▶ _Stated exercise_:
Lay out the rows below as a numbered list, skipping any blank lines and keeping every row. Don't include the pictures in your answer.

▶ _Coordinate annotation entries_:
·····

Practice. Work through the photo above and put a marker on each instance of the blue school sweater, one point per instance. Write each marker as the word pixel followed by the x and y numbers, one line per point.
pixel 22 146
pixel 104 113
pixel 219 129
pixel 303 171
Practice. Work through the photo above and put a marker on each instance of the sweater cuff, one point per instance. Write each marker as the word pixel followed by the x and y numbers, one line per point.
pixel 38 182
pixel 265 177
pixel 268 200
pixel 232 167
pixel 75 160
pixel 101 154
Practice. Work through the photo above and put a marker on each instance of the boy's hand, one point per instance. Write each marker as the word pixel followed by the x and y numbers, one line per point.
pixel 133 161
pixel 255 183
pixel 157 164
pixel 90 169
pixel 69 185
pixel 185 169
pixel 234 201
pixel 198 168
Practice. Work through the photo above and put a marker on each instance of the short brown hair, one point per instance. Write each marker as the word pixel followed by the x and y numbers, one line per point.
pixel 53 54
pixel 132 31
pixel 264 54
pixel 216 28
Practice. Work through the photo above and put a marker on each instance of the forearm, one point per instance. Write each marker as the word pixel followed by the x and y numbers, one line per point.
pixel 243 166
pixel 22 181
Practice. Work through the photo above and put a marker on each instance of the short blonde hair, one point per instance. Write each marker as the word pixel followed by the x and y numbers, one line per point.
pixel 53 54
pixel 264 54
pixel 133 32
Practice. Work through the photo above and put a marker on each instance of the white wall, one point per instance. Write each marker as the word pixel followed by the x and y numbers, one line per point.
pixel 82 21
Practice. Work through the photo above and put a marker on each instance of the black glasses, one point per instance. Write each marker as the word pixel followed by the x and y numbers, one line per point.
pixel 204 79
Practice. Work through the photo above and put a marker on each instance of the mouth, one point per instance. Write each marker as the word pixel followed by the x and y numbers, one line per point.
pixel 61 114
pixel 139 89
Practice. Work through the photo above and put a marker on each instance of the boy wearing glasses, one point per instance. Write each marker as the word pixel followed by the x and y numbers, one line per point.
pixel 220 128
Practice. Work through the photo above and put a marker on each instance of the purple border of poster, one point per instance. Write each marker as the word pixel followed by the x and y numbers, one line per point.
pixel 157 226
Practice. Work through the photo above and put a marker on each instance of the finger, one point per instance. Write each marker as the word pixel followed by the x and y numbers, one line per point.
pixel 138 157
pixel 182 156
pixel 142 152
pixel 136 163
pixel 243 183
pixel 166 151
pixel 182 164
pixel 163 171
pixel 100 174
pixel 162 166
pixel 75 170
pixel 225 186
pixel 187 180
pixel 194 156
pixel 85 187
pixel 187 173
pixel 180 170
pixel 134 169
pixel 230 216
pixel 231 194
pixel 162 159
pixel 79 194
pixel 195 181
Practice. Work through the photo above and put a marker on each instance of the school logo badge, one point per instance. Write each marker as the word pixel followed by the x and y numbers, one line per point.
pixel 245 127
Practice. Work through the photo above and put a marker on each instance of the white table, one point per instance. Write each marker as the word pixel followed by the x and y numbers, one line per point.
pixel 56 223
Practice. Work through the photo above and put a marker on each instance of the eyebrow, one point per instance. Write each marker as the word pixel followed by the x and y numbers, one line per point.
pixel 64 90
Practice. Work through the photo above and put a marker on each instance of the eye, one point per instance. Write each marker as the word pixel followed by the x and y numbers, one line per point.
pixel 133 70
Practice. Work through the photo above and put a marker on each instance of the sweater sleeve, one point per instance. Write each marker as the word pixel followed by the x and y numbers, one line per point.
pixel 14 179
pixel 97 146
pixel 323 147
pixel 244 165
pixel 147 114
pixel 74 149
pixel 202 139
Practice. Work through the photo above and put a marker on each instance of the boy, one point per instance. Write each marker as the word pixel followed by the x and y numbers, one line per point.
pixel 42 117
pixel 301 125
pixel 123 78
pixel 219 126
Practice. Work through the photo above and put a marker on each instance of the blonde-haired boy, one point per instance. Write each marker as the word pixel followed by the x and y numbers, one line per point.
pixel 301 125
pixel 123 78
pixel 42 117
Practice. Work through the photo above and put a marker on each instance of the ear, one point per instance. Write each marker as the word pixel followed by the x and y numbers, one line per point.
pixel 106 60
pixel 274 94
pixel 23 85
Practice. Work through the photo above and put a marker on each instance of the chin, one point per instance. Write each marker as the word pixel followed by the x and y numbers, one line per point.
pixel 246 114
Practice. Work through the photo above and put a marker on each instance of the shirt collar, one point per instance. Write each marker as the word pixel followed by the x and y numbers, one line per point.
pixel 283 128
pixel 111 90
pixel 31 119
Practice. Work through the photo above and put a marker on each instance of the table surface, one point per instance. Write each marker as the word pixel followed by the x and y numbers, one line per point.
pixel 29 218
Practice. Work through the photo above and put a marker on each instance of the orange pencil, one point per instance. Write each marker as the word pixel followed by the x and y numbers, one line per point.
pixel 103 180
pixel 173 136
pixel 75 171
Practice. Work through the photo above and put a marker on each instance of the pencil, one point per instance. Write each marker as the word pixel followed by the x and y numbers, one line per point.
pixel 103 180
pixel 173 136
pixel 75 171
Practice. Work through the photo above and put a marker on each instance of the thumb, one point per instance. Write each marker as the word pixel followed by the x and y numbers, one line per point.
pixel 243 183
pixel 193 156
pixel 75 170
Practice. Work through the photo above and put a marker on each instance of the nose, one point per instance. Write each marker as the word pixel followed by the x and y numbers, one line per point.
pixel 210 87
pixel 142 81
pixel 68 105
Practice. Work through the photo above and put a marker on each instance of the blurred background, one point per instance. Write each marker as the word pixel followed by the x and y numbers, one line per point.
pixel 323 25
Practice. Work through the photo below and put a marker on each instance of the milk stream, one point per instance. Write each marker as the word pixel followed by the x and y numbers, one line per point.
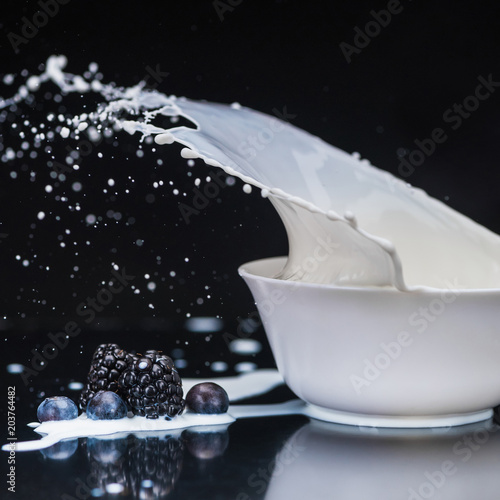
pixel 348 223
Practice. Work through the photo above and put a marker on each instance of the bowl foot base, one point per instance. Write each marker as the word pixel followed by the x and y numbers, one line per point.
pixel 362 420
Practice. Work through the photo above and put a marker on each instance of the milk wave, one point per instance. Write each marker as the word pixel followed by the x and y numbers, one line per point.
pixel 348 223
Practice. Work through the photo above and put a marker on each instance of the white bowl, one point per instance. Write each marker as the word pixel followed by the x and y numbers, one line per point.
pixel 381 356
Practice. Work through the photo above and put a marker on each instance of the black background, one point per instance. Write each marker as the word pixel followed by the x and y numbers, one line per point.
pixel 265 55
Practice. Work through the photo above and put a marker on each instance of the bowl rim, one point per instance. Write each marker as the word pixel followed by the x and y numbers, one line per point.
pixel 244 272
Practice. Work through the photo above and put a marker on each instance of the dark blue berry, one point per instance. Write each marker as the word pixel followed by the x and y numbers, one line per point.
pixel 106 405
pixel 61 450
pixel 57 408
pixel 207 398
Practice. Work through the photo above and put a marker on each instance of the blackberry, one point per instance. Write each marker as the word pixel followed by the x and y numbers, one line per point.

·····

▶ _Answer in full_:
1. Practice. Work through the photo above and put a marker on each instance of the blue school sweater, one point per instance. Write each marker as the word pixel followed by the x and y numbers, one line per point.
2. pixel 22 146
3. pixel 104 113
4. pixel 219 129
5. pixel 303 171
6. Practice. Work through the photo above and put a marker on each instance of the sweater cuff, one point per instance. Write each marker as the word pixel followed by the x and y numbers, one line per point.
7. pixel 38 182
8. pixel 265 177
9. pixel 268 200
10. pixel 232 167
11. pixel 75 160
12. pixel 101 154
13. Practice. Work through the photo above and put a marker on each instance of the boy's hand, one point per instance. Write each marker as the word pixel followed by the x and y numbers, one line per point.
14. pixel 133 161
15. pixel 255 183
16. pixel 157 164
17. pixel 90 169
18. pixel 69 185
19. pixel 185 169
20. pixel 234 201
21. pixel 198 168
22. Practice. Work through the photo above and put a marker on each instance of the short brown hair, one point per instance. Write each marker as the word pixel followed by the x and y numbers, one line per point.
23. pixel 53 54
24. pixel 132 31
25. pixel 264 54
26. pixel 216 28
27. Practice. Work through the photo above and put a marker on each instance of the forearm, one point per instance. Write each marker as the word pixel followed by the x and y numbers, one line per point.
28. pixel 243 166
29. pixel 22 181
30. Practice. Work through the photo above and put a marker on each instance of the short blonde hair, one point per instance. Write each marker as the word pixel followed by the x and y numbers, one line per point.
31. pixel 53 54
32. pixel 264 54
33. pixel 133 32
34. Practice. Work through the photo above and put a marker on each instance of the white wall, one point per instance. Write each marker as the word pixel followed by the x and y numbers, one line per point.
35. pixel 82 21
36. Practice. Work through the photo above and put a marker on each instance of the black glasses, one point per instance. Write each marker as the word pixel followed by the x and y numbers, one line per point.
37. pixel 204 79
38. Practice. Work through the photo above and put a marker on each instance of the mouth, one point per instance. Write each marker as the word pixel followed by the x and y numbers, one line per point.
39. pixel 61 114
40. pixel 139 89
41. Practice. Work through the photo above and put a marker on each instance of the boy wearing glasses, one point per instance. Write each marker as the word pixel followed by the x and y numbers, one line per point.
42. pixel 220 128
43. Practice. Work through the photo above and put a marker on each instance of the purple border of poster, one point per instance. Write each marker as the word pixel followed by the x and y numbers, one line per point.
44. pixel 157 226
45. Practice. Work through the photo above and put a marker on each instance of the finger, one point per instance. Write each marker as the word pixel followed by the x and y numbers, one line per point.
46. pixel 138 157
47. pixel 182 156
48. pixel 142 152
49. pixel 136 163
50. pixel 243 183
51. pixel 166 151
52. pixel 182 164
53. pixel 163 171
54. pixel 100 174
55. pixel 162 166
56. pixel 75 170
57. pixel 225 186
58. pixel 187 180
59. pixel 194 156
60. pixel 85 187
61. pixel 187 173
62. pixel 180 170
63. pixel 134 169
64. pixel 230 216
65. pixel 231 194
66. pixel 162 159
67. pixel 79 194
68. pixel 195 181
69. Practice. Work through the photo above and put a marker on each instance of the school logo badge, one point per instance. Write each marker as the word pixel followed by the x and y numbers, one line per point.
70. pixel 245 127
71. Practice. Work through the photo above and put a marker on each instance of the white table, one point per instance. Write each marker as the word pixel followed by the x and y numbers, one line per point.
72. pixel 56 223
73. Practice. Work through the photo above and put a marker on each instance of the eyebrow, one point per instance. Write each marker as the word pixel followed by the x and y numbers, one line per point.
74. pixel 64 90
75. Practice. Work through the photo above and put a marker on each instance of the eye, one point per instance. Write each marker as the word pixel followed by the x and y numbers, one line per point.
76. pixel 133 70
77. Practice. Work through the photo above and put a marker on each instance of the sweater sleeve, one point per instance. Write each marker as the word pixel followed by the x and y numbers, one line per point.
78. pixel 14 179
79. pixel 97 146
80. pixel 323 147
81. pixel 244 165
82. pixel 147 114
83. pixel 74 149
84. pixel 202 139
85. Practice. Work through the photo above and put a marker on each instance of the boy, one point per instance. Write each marker as the word pixel followed by the x and y numbers, one line per point.
86. pixel 42 117
87. pixel 301 125
88. pixel 123 78
89. pixel 219 126
90. Practice. Work through the photo above and put a marker on each instance of the blonde-haired boy, one point per instance. Write each marker as the word pixel followed by the x and y numbers, one line per point.
91. pixel 301 125
92. pixel 123 78
93. pixel 42 117
94. Practice. Work through the photo above and put a marker on each instance of the ear, one point per instance. Write each marker as the word pixel followed by the x and y numbers, one line per point.
95. pixel 106 60
96. pixel 274 94
97. pixel 23 85
98. Practice. Work through the photo above and put a marker on each instance of the chin, one point per instance. Write each marker as the word pixel followed by the x and y numbers, one line per point.
99. pixel 246 114
100. Practice. Work through the photo above and put a marker on each instance of the shirt collar, one point per instance. Write each marker as the word pixel followed by the x and y numbers, one line per point.
101. pixel 283 128
102. pixel 111 90
103. pixel 31 119
104. Practice. Work through the photo above and put a marker on each instance of the table surface, one point per instance. Write each marker as the word pixel followed by the x and y numbers, one line per point.
105. pixel 29 218
106. Practice. Work through the photo above and put a marker on each instance of the orange pencil, one point per instance. Write each marker as the word pixel followed by the x and y numbers, one line per point.
107. pixel 103 180
108. pixel 173 136
109. pixel 75 171
110. Practice. Work through the photo above and put a marker on each instance of the pencil, one point per instance. Write each marker as the word pixel followed by the x and y numbers, one line per point.
111. pixel 103 180
112. pixel 173 136
113. pixel 75 171
114. Practice. Work through the photo above and put a marker on each instance of the thumb, one point per instance. Write each marker as the word pixel followed by the x and y numbers, one line per point.
115. pixel 243 183
116. pixel 193 156
117. pixel 75 170
118. Practice. Work through the photo above and put a marker on each instance of the nose, one point per instance. Write each marker as the word pixel followed by the x and y numbers, one line per point.
119. pixel 210 87
120. pixel 142 81
121. pixel 68 105
122. Practice. Work through the photo above and put a marker on each instance of the blurred background, one point per instance. Write each marker as the word pixel followed by the x and y numbers, one line per point.
123. pixel 323 25
124. Practice. Work through the photo below and put a marker on each instance of the milk stream, one point per instance. Write each marker as the word pixel followed by the x and y numbers, one line per point.
125. pixel 348 223
126. Practice. Work through the photo above and put a marker on each instance of the bowl foot base, one point per instance. Write each marker as the word pixel followed by the x and y numbers, one line per point.
127. pixel 362 420
128. Practice. Work through the photo above and put a marker on each instance of the milk wave, one point per instance. Write each marker as the word pixel followed by the x and y numbers, one line per point.
129. pixel 348 223
130. Practice. Work through the photo above and put a marker on each instance of the white bowl, one point per instance. Write each marker as the word pixel followed by the x and y numbers, one line per point.
131. pixel 381 356
132. Practice. Work through the photo above and put a marker on each instance of the black background, one point per instance. Write each marker as the word pixel followed by the x and y numbers, one line per point.
133. pixel 265 55
134. Practice. Work through the photo above and put a marker on each instance of the bowl rim, one point per instance. Write each marker as the word pixel followed by the x and y numbers, one line per point.
135. pixel 244 272
136. Practice. Work through the photo above and put a marker on each instance of the dark blue berry, one point per instance. Write each marker as the word pixel followed by the x and y numbers, one line per point.
137. pixel 106 405
138. pixel 61 450
139. pixel 57 408
140. pixel 207 398
141. Practice. Work through the photo above and put a marker on each instance of the blackberry, one point per instance. Write each marker as the word pixel followed by the x and y numbers, one line per point.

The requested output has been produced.